Appealing the order was Brian Ranger, who filed a complaint against the Alamitos Bay Yacht Club, based in Long Beach, after he slipped and fell on what he alleges was an “uneven, slippery” surface of the boat he was attempting to board, having been tasked with lowering the vessel into navigable waters and securing it to a mooring.
He initiated the suit after applying for workers’ compensation in California.
Ranger’s operative complaint asserts claims for negligence and unseaworthiness under common law maritime jurisprudence, which may be pursued in state court so long as the substantive remedies issued conform to federal law.
Los Angeles Superior Court Judge Mark Kim sustained a demurrer filed by the yacht club on the ground that Ranger failed to allege facts necessary to implicate federal admiralty jurisdiction because he failed to show that his fall posed “more than a fanciful risk to maritime commerce.”
Shepard’s Opinion
In an opinion authored by Justice John Shepard Wiley Jr., Div. Eight of this district’s Court of Appeal affirmed on different grounds, declining to consider whether admiralty jurisdiction was implicated, and instead holding that the claims were barred by the Longshore and Harbor Workers’ Compensation Act (“LHWCA”), codified at 33 U.S.C. §901 et seq., which rendered California’s workers’ compensation scheme the sole remedy available to Ranger.
As amended in 1984, the LHWCA excludes from the federal workers’ compensation scheme any maritime workers who are employed by a “club” and who are “subject to coverage” by their state. In a unanimous decision, authored by Justice Kelli Evans, the high court said:
“We conclude the Court of Appeal erred. The 1984 amendments to the LHWCA specify which workers’ compensation scheme—federal or state—applies, but they did not themselves purport to abrogate available general maritime remedies for those outside the LHWCA’s scope. Nor, under the supremacy clause of the federal Constitution, may the exclusive remedy provision in California’s workers’ compensation scheme be applied to deprive a plaintiff of a substantive federal maritime right.”
Evans added:
“Whether Ranger’s general maritime claims might be barred under other provisions of the LHWCA—and whether Ranger’s claims properly invoked admiralty jurisdiction in the first place—are issues the Court of Appeal has not yet addressed. We therefore reverse the judgment of the Court of Appeal and remand for further proceedings.”
Legislative Text
Noting that “[t]he 1984 amendments to the LHWCA…did not explicitly state whether workers excluded from its scope could pursue otherwise available common law maritime remedies,” Evans said that “[h]ad the LHWCA intended to abrogate general maritime remedies for every worker who was not an employee as defined in the act, one would expect to see that intent expressed more clearly.”

Data extract -
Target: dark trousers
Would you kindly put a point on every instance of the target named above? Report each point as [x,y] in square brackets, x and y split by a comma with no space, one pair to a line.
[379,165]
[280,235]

To do -
1. Swap "Div. Eight" for "Division Eight" in the ruling report, starting with "Shepard’s Opinion" and going on through "available to Ranger.".
2. In the ruling report, which judge sustained the yacht club's demurrer?
The material comes from a different source than the ruling report.

Task solutions -
1.
Shepard’s Opinion
In an opinion authored by Justice John Shepard Wiley Jr., Division Eight of this district’s Court of Appeal affirmed on different grounds, declining to consider whether admiralty jurisdiction was implicated, and instead holding that the claims were barred by the Longshore and Harbor Workers’ Compensation Act (“LHWCA”), codified at 33 U.S.C. §901 et seq., which rendered California’s workers’ compensation scheme the sole remedy available to Ranger.

2. Los Angeles Superior Court Judge Mark Kim